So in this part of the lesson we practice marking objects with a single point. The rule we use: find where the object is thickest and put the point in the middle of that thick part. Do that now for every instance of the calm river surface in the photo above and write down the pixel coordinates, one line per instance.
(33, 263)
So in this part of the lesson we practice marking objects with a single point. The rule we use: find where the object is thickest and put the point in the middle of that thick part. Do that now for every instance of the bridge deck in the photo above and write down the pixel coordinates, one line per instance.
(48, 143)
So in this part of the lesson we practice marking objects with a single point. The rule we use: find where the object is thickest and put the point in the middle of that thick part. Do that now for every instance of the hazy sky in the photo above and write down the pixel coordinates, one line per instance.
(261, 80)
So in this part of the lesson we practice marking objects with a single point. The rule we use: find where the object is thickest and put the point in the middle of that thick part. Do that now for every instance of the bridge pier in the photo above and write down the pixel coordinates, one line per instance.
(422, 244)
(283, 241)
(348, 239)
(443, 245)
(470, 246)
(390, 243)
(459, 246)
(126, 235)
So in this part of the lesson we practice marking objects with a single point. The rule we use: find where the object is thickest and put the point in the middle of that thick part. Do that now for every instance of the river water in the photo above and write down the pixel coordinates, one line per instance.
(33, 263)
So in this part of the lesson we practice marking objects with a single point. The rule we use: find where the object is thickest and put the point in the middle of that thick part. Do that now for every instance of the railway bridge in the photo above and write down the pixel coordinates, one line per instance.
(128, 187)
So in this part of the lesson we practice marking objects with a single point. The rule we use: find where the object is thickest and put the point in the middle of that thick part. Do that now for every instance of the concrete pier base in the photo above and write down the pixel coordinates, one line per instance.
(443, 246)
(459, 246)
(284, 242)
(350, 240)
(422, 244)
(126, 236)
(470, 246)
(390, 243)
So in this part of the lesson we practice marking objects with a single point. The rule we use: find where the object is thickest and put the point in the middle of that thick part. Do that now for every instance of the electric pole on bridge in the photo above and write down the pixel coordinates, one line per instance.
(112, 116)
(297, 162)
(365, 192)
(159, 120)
═══
◆ **Work instructions**: Copy out, exactly as written, the line that contains "of the concrete" along with every line that comes after it in the material above, and nothing else.

◆ **Your response**:
So in this part of the lesson we practice marking objects with a single point. The rule we use: find where the object is thickest and put the point in the middle of that thick part. Do that now for every instance of the concrete pier base in the photo above and write down the pixel coordinates, one line per instance.
(443, 246)
(459, 246)
(284, 242)
(350, 240)
(422, 244)
(126, 236)
(470, 246)
(390, 243)
So in this part of the lesson we practice marking objects with a single point. The rule we use: find where the object is thickest and put the point in the middle of that thick part. Do that now for every instance of the electric pole on bridge in the photo above and write down the pixel coordinates, one line per instance.
(112, 116)
(297, 162)
(365, 192)
(159, 120)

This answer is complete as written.